>> Start

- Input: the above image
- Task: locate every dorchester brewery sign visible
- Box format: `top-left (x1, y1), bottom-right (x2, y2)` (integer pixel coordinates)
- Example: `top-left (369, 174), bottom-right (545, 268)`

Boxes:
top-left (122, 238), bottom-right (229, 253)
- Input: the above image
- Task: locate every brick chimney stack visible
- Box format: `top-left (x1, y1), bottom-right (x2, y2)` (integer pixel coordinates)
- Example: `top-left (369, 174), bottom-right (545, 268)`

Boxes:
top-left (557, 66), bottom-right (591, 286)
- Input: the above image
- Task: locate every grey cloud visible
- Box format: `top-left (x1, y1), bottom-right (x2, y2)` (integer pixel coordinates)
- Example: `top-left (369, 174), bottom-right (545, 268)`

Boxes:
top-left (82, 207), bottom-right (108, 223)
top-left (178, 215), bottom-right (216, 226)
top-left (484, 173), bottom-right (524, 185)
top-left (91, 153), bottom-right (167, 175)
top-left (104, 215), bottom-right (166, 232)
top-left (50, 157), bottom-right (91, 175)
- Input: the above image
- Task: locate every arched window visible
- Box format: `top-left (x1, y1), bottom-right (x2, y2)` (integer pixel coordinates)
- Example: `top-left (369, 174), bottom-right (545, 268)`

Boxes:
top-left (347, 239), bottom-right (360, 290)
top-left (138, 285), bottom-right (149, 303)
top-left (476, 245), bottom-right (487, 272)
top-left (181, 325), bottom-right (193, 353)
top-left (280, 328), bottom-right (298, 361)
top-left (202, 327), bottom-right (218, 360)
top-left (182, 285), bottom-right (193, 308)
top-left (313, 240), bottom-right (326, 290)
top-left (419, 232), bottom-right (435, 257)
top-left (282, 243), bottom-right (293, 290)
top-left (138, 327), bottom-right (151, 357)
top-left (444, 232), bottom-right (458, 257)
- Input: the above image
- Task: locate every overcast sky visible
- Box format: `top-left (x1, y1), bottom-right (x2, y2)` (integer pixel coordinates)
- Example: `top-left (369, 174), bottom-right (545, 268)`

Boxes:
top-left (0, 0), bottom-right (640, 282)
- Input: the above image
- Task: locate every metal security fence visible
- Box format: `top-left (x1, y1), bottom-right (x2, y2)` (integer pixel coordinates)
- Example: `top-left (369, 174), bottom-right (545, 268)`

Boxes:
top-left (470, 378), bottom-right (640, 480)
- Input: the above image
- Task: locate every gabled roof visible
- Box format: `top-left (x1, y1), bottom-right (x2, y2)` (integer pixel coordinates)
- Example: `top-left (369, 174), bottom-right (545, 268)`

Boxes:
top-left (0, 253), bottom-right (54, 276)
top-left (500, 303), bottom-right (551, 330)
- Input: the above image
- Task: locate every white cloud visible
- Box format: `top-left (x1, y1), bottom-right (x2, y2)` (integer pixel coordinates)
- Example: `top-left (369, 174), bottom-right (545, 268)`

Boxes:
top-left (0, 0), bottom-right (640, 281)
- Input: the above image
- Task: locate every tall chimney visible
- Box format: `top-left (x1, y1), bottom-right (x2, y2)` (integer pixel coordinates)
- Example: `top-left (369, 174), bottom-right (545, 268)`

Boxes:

>> End

### Written problem
Copy out again, with no changes, the stretch of lines above from the very first one through the line that contains "top-left (0, 0), bottom-right (640, 282)".

### Exercise solution
- Input: the above image
- Task: locate every dorchester brewery sign visible
- Box format: `top-left (x1, y1), bottom-right (x2, y2)` (integer pixel coordinates)
- Example: `top-left (369, 174), bottom-right (545, 268)`

Boxes:
top-left (122, 238), bottom-right (229, 253)
- Input: the above image
- Task: locate every brick chimney stack visible
- Box format: `top-left (x1, y1), bottom-right (x2, y2)` (integer pixel coordinates)
- Example: `top-left (369, 174), bottom-right (545, 268)`

Boxes:
top-left (557, 66), bottom-right (591, 286)
- Input: the above image
- Task: locate every grey cloud visible
- Box format: `top-left (x1, y1), bottom-right (x2, y2)` (integer pixel coordinates)
- Example: `top-left (369, 174), bottom-right (545, 268)`

Boxes:
top-left (82, 207), bottom-right (108, 223)
top-left (178, 215), bottom-right (216, 226)
top-left (484, 173), bottom-right (524, 185)
top-left (91, 153), bottom-right (167, 175)
top-left (104, 215), bottom-right (166, 232)
top-left (50, 157), bottom-right (91, 175)
- Input: the above image
- Task: locate every arched window visible
- Box format: `top-left (x1, y1), bottom-right (x2, y2)` (integer pixel coordinates)
- Example: `top-left (369, 174), bottom-right (545, 268)`

Boxes:
top-left (347, 239), bottom-right (360, 290)
top-left (138, 285), bottom-right (149, 303)
top-left (476, 245), bottom-right (487, 272)
top-left (181, 325), bottom-right (193, 353)
top-left (280, 328), bottom-right (298, 361)
top-left (202, 327), bottom-right (218, 360)
top-left (182, 285), bottom-right (193, 308)
top-left (313, 240), bottom-right (326, 290)
top-left (419, 232), bottom-right (435, 257)
top-left (282, 243), bottom-right (293, 290)
top-left (138, 327), bottom-right (151, 357)
top-left (444, 232), bottom-right (458, 257)
- Input: the above image
- Task: locate every overcast sky visible
- Box format: `top-left (x1, y1), bottom-right (x2, y2)` (integer pixel coordinates)
- Example: `top-left (369, 174), bottom-right (545, 268)`

Boxes:
top-left (0, 0), bottom-right (640, 282)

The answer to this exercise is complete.